===== INFORMATION PROVIDED

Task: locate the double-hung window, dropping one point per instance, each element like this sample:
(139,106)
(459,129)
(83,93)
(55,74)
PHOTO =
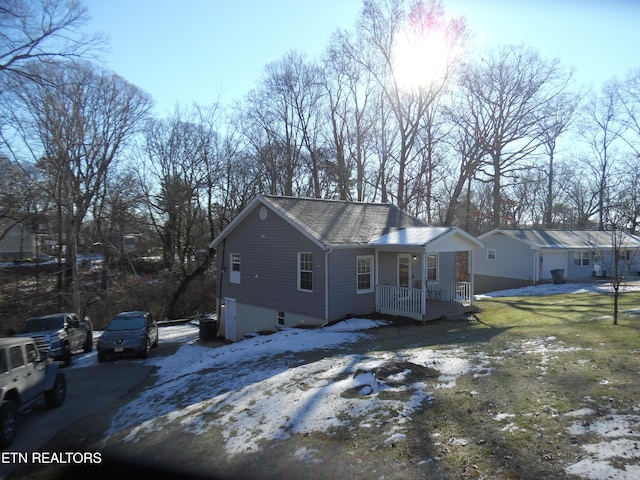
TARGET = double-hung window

==========

INSTRUCTION: Update the entries above by replacing each "double-hung window" with "casement window" and leaving every other part unchanged. Omit the pictures from your version.

THE SOLUTION:
Task: locate the casement window, dropping one point per instance, each element like this sample:
(139,106)
(459,129)
(83,93)
(55,74)
PHOTO =
TARGET = casement window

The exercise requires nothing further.